### Work to complete
Only lines containing "roadside" belong in the answer, each copied from the entries below.

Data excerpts
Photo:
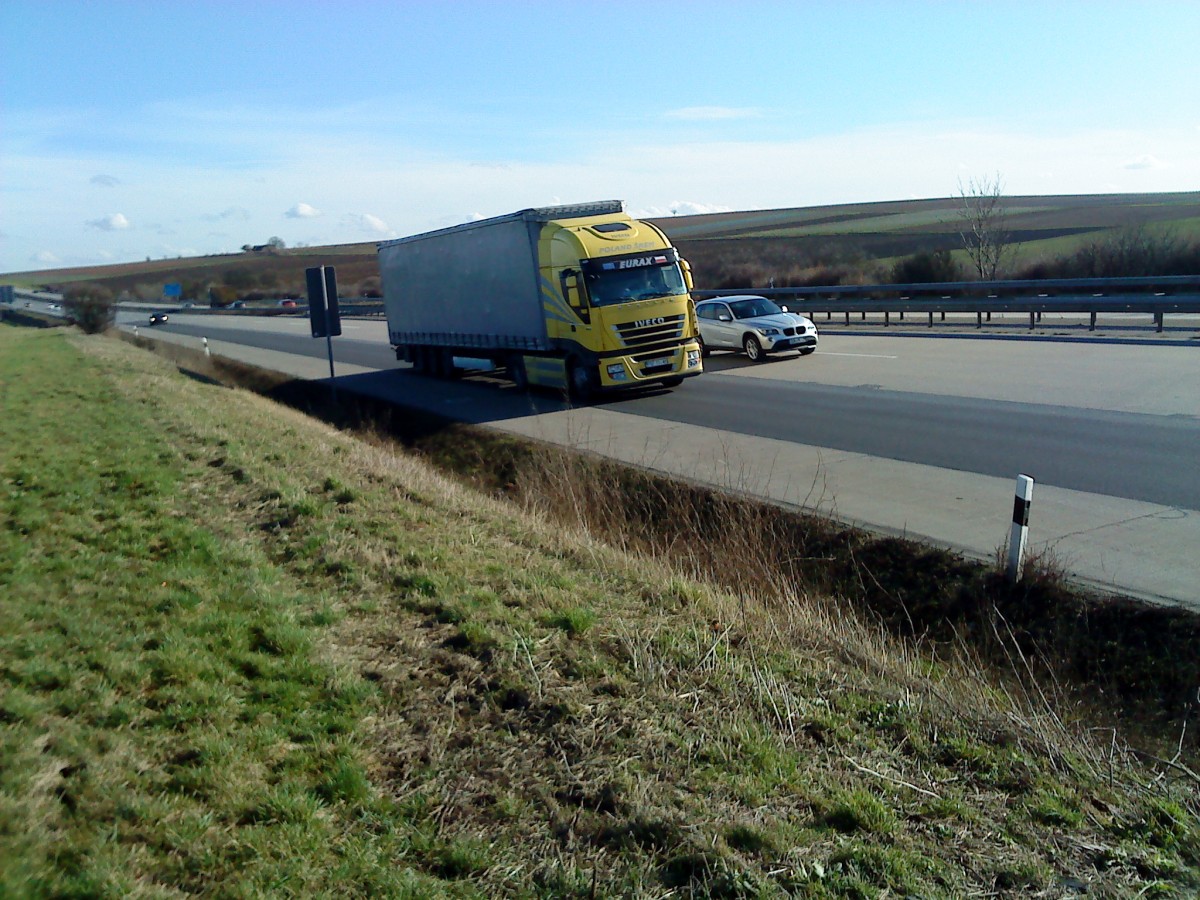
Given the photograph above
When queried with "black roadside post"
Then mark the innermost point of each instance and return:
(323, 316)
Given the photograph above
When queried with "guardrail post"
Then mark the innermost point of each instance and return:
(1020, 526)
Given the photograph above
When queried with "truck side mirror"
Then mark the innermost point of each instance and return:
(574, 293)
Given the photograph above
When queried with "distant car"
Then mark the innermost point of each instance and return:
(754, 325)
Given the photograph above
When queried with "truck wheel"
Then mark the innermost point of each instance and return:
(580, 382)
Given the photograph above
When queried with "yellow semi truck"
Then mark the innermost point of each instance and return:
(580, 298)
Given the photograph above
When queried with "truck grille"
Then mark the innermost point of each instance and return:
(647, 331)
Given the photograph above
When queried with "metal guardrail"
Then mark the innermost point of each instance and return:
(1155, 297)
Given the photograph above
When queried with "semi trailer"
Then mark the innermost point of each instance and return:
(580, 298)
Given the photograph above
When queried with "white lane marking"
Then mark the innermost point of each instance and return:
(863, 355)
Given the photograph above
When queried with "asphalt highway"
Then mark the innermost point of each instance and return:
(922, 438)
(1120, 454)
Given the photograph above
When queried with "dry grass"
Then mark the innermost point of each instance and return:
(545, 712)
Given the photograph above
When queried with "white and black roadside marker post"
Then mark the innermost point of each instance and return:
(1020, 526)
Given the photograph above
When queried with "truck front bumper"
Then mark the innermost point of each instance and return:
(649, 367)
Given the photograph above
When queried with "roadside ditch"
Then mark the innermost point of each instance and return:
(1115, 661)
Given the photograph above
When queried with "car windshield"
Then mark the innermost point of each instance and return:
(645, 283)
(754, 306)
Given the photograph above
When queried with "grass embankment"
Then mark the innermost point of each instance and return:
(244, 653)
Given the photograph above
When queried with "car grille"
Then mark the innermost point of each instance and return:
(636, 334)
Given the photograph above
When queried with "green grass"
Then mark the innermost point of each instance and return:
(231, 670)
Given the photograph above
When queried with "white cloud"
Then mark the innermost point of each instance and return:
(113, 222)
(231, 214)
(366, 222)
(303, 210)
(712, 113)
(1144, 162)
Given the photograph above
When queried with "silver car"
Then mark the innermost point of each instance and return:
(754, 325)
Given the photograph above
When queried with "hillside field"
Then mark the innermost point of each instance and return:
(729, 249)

---

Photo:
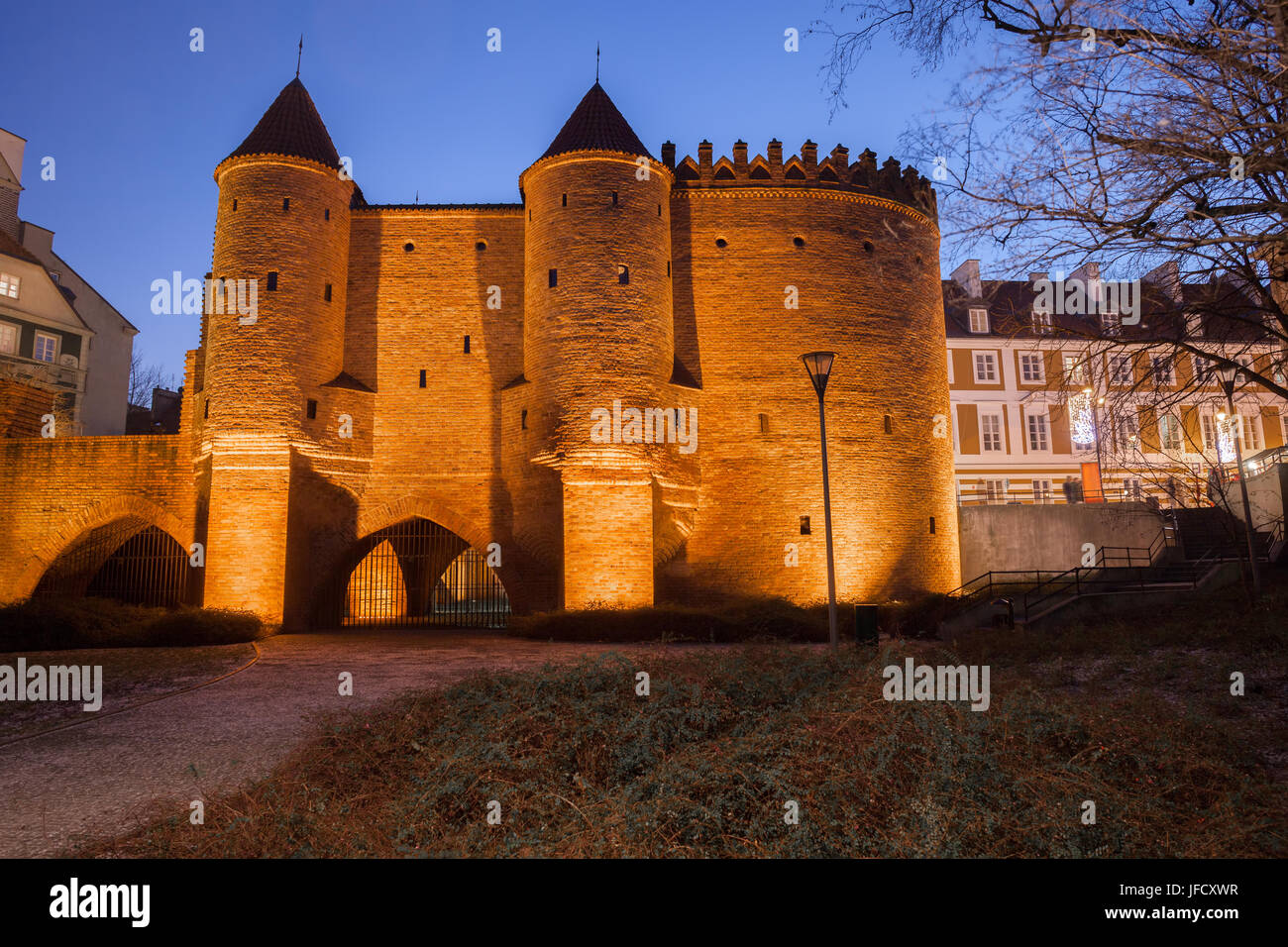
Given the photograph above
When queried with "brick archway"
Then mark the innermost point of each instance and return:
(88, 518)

### Solution for this exercise
When queried with "black roadside post"
When queried with "white and black roadside marker post"
When queried with "roadside ditch"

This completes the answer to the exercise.